>> Begin Text to read

Advantages: none really


----------



## alecstilleyedye (23 Aug 2007)

bonj said:


> Roof rack.
> Disadvantages:
> a) Precarious
> Pain in the arse to lift bikes onto it and secure them
> ...



i take it you're with me with the roof box method then bonj.


----------



## Danny (23 Aug 2007)

bonj said:


> Rear carrier.
> Disadvantages:
> a) Wobbly
> When you put it on, it wobbles about, even before bikes are on it
> ...



My previous experience with poor quality rear racks that I had borrowed was exactly as described by bonj (including an embarassing incident which resulted in my new girlfirend's car being badly scratched).

However the Saris Bones rack I recently bought has no wobble at all once you have correctly adjusted all the straps.


----------



## starseven (24 Aug 2007)

I use a boot mounted type but only becuase thats what was in the shop when I needed one, o and it was about a third of the price of anything else. The bikes do wobble and a lot of use will lead to a few scratches.

If its just occasional use mine says no more than 3 bikes but I wouldnt want to put 3 Dh bikes on it.

My favourites are the little trailers with a few bike on top, but I dont really need one , they just look handy


You might consider doing without altogether, my last car , a german saloon ahem.. ,could fit a couple of bikes with the wheels removed in the boot no need for a rack.


----------



## PaulSB (30 Aug 2007)

When the kids were young and everyone wanted to ride we had five bikes to move around, often to the south of France, on an Espace. The Espace shape means rear mounted racks are dangerous so we got a tow bar mounted rack from Pendle Bike Racks http://www.pendle-bike.co.uk/. Superb piece of kit that took 4 bikes and the last one went on the roof. These also keep their second hand value - got £100 for mine after 5 years use.

>> End Text to read
>> Begin Given data

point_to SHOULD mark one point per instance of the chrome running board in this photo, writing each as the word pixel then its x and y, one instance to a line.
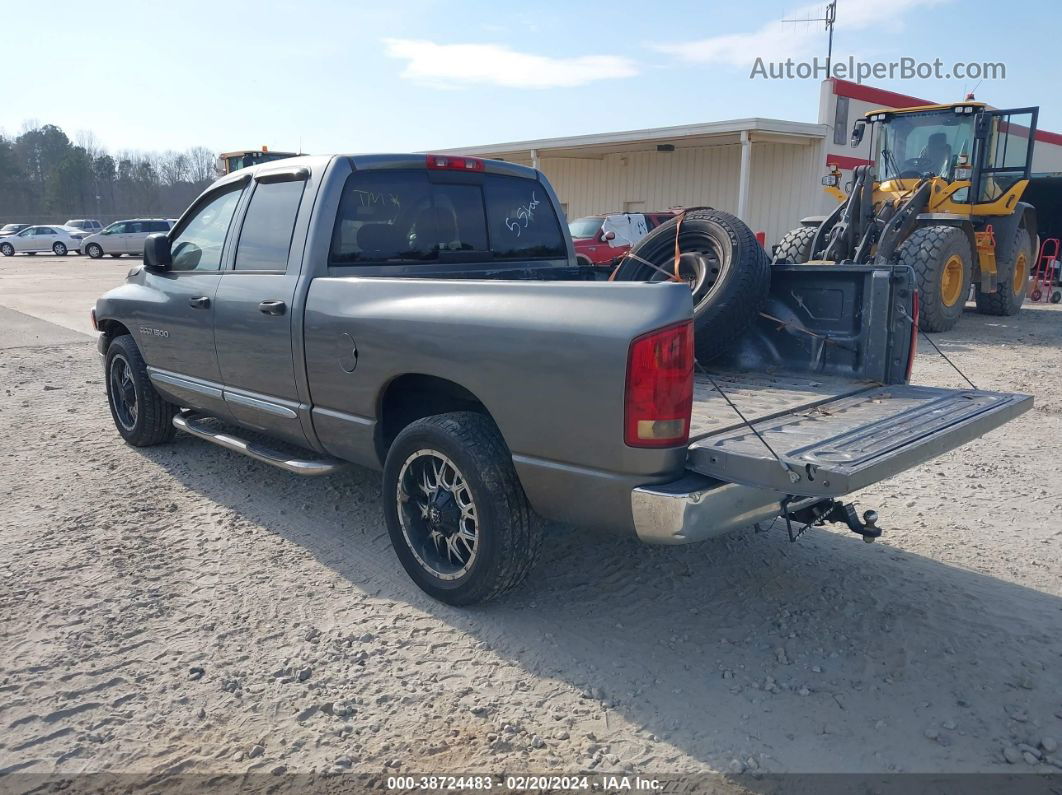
pixel 192 424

>> End Given data

**Exercise brief:** Rewrite the portion of the bike rack discussion that starts with "My favourites are" and ends with "(30 Aug 2007)", putting "carts" in place of "trailers".

**Response to the exercise:**
My favourites are the little carts with a few bike on top, but I dont really need one , they just look handy


You might consider doing without altogether, my last car , a german saloon ahem.. ,could fit a couple of bikes with the wheels removed in the boot no need for a rack.


----------



## PaulSB (30 Aug 2007)